And yet many senators, including Bernie Sanders, whom Coates supported in the Democratic primary, Al Franken and Elizabeth Warren have argued that a generation of economic stagnation is real, fuelling anger that led some voters to throw a grenade at the Washington establishment. Middle- and working-class parents are frustrated that their children will not have the same opportunities they did. Trump’s defeated opponent Hillary Clinton writes in her new memoir: “After studying the French Revolution, De Tocqueville wrote that revolts tend to start not in places where conditions are worst, but in places where expectations are most unmet.”
To that, Coates responds: “Those expectations are built on being white. People say that as though it’s indivisible from the idea of race. You want to talk about unmet expectations? Black folks have been dealing with that since we got here, so the notion that, ‘My child isn’t going to have it as good as me, so that therefore gives me the right to vote for someone who conducts diplomacy with a rogue nuclear state via Twitter’ – that don’t work. Bottom line is, a significant number of people in this country have tolerance for bigotry. No one, I don’t think, can act like they didn’t know. You know I think [Trump’s racist] comments were well reported and America just decided it was OK.”
When white voters make bad decisions, Coates argues, excuses are made; when black voters do it, they get the blame. Coates recalls how the election of Marion Barry as mayor of the District of Columbia [later to be caught on camera smoking crack cocaine] prompted articles suggesting people in the district should lose the right to vote. “So there’s all this kind of rope that’s given, all these excuses allowed when you’re white in this country. But if black people acted that civically irresponsibly, that rope would not be awarded.
“Like you take the opioid crisis and all of the compassion that’s doled out in the rhetoric? Where was that during the crack epidemic in the 1980s? I remember it well. I was in a city where that was going on. Where was all that compassion? Black people aren’t worthy of that. That’s a story that can be created for white people because they’re white, but we don’t get that sort of compassion.”
Democrats are said to be torn between an emphasis on economic justice that aims to win back Trump voters and an emphasis on racial justice that will energise its liberal base. Asked about the future direction of the party, Coates is hesitant: “I don’t know. I shouldn’t answer that.” But after a pause, he weighs in: “Here’s one thing. I don’t think they can get away from talking about race because of the way things are aligned. You’ve got to get to a state like South Carolina or Georgia: these states have large numbers of black and brown voters.”

→ DATA LISTING:
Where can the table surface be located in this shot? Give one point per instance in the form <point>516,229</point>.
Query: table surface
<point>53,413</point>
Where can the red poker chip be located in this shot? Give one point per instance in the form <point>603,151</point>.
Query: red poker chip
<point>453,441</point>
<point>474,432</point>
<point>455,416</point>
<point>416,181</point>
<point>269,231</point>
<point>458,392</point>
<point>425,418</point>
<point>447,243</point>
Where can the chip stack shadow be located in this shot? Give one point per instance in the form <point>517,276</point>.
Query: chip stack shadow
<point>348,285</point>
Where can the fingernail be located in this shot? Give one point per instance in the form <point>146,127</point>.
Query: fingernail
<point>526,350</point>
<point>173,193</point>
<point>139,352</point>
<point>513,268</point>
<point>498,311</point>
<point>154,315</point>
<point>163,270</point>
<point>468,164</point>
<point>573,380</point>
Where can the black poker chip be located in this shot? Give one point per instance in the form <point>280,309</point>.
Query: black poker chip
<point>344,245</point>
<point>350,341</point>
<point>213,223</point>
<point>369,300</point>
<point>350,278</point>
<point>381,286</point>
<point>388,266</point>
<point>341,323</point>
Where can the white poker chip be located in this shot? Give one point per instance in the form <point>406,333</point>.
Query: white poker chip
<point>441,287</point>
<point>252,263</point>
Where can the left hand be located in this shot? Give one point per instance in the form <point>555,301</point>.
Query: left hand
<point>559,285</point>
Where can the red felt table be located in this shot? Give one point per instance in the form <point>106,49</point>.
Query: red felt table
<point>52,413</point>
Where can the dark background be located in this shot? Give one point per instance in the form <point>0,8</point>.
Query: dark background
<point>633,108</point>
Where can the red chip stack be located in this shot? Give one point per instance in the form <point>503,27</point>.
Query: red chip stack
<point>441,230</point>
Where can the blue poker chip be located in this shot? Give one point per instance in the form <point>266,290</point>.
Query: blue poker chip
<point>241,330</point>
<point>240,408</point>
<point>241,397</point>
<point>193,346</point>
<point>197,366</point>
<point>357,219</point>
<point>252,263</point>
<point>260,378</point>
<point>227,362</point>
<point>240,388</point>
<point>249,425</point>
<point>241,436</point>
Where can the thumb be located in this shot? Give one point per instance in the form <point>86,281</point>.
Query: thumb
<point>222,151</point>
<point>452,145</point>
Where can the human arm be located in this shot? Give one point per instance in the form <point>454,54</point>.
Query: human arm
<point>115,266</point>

--

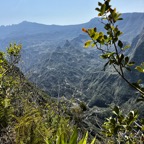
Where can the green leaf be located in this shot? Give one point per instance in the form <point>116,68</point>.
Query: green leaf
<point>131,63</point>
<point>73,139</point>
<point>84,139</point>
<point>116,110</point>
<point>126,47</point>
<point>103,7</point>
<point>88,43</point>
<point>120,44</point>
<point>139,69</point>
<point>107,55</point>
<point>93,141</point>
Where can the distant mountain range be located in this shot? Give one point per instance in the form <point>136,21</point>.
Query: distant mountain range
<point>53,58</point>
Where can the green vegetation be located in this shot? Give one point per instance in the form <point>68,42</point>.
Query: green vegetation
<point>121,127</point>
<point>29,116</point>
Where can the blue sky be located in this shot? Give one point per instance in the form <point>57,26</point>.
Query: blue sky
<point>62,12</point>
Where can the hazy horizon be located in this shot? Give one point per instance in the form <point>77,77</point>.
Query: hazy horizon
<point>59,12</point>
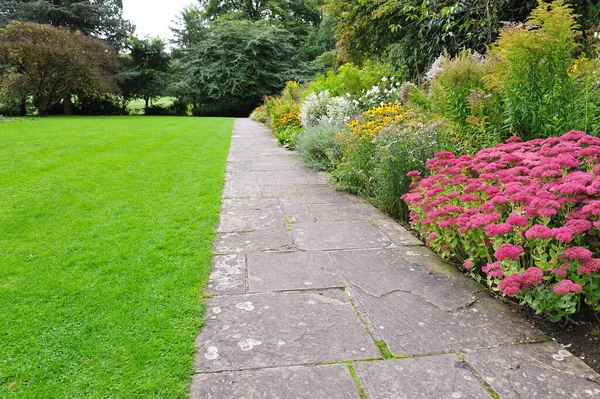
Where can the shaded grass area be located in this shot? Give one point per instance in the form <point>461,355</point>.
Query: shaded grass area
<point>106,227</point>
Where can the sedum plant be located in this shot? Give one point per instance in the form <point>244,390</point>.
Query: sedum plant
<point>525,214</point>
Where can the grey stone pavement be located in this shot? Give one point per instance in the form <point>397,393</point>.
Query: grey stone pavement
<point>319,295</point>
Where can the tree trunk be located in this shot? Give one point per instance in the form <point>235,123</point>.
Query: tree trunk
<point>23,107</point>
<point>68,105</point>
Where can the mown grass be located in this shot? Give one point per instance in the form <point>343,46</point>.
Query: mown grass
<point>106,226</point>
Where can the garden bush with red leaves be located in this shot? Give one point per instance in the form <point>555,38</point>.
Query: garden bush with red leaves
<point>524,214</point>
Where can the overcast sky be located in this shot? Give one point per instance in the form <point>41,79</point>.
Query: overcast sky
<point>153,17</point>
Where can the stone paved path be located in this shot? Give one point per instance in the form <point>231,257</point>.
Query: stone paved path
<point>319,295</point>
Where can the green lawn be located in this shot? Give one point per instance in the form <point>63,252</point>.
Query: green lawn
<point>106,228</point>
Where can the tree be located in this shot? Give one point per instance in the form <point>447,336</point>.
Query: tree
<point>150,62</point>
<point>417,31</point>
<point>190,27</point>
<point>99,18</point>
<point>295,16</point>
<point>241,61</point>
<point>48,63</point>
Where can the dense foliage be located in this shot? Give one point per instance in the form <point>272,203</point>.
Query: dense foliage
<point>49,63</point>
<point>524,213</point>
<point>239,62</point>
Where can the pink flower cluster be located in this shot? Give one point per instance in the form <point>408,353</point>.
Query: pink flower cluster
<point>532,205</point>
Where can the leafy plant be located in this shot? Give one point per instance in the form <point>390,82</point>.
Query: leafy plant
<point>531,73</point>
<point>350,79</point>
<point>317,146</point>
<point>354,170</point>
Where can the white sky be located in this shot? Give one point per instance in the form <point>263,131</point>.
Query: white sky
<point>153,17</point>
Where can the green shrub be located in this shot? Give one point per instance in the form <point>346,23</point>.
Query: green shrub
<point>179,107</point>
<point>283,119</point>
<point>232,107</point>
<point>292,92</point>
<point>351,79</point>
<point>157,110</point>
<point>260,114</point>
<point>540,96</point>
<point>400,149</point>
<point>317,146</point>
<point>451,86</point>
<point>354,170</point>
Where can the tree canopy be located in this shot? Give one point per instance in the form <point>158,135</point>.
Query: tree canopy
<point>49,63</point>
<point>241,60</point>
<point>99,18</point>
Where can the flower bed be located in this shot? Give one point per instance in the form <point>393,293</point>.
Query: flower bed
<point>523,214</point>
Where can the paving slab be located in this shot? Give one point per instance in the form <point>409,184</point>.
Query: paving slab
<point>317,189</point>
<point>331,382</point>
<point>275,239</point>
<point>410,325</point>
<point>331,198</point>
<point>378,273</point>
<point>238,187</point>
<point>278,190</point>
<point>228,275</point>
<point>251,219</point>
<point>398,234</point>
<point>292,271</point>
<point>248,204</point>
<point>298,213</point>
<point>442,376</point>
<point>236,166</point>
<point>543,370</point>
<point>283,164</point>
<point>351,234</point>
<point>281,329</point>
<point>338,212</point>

→ SHORT TASK 1:
Collect every line of the records that contains the string "with", matching case exactly.
→ SHORT TASK 2:
Write the next part of the excerpt about Coates, picking up after its final sentence.
The records are unrelated to the text.

→ TASK ANSWER 1:
Where can the garden bush with red leaves be located in this shot? Give one point per instance in the form <point>555,38</point>.
Query: garden bush with red leaves

→ TASK ANSWER 2:
Coates grew up in Baltimore, where Francis Scott Key wrote The Star Spangled Banner and the first residential racial segregation law in any US city was enacted. More recently, it was famous for David Simon’s crime drama The Wire. “I had very little interaction with white people as a kid,” Coates recalls. “I think about what my world looked like as a child, a place that felt fearful, violent, then I’d put on the TV and I’d see that that was not the country at least as it advertised itself. That struck me and I always wanted to know why, what was the difference, why was my house not like Family Ties? That motivated a great deal of my work from the time I was young.”
His father, Paul Coates, was a Vietnam war veteran, Black Panther and voracious collector of books about the history of black struggle. Paul Coates had seven children by four women and was an intellectually inspiring father who also administered beatings. Coates has described him with affection as “a practising fascist, mandating books and banning religion”. The religion ban worked – Coates is an atheist – and so did the books, eventually. In February 2007, Coates, then 31, had just lost his third job in seven years and was trying to stay off welfare. He writes: “I’d felt like a failure all my life – stumbling out of middle school, kicked out of high school, dropping out of college... ‘College dropout’ means something different when you’re black. College is often thought of as the line between the power to secure yourself and your family, and the power of someone else securing you in a prison or grave.”
Married with a young child, he possessed intellectual curiosity and the gift of a wordsmith. He produced an essay about Bill Cosby that caught attention and led to a relationship with the Atlantic magazine, where he is now a national correspondent. His ascent coincided with Obama’s and a new world of possibilities. “It was as if I had spent my years jiggling a key into the wrong lock. The lock was changed. The doors swung open, and we did not know how to act.”
Coates made a splash with a 2014 article for the Atlantic arguing that the US should pay African Americans reparations for slavery. Then, a year later, came Between the World and Me, a rumination on black life and white supremacy, addressed to his teenage son in a letter form that evoked Baldwin’s The Fire Next Time. It argued that the “destruction of black bodies” is not simply a recurring theme of American history but its central premise. It won the National Book Award in nonfiction, sold 1.5m copies around the world and has been translated into 19 languages.
As his star rose, Coates was invited to the White House. He got to spend time with Obama, whose fundamental optimism in America had convinced him that Trump could not win. He says: “He was tremendously intelligent, one of the smartest people I’d ever talked to, and he was smart in many ways. I met him a few times: one was with a bunch of journalists and he had the ability to address each journalist in their specific area in a very learned way. I thought he was brilliant.”
He reckons “in the main” Obama lived up to the impossibly high expectations of his presidency. “He had an incredible tightrope to walk and it’s difficult, man. You’re the first black president and you’ve got to represent a community, then speak to a larger country at the same time. If he was more radical he wouldn’t have been president. That’s what I’ve come around to: who he was was what the country wanted at that time. He can’t be me; not that he should want to be. But it’s a very different calling.”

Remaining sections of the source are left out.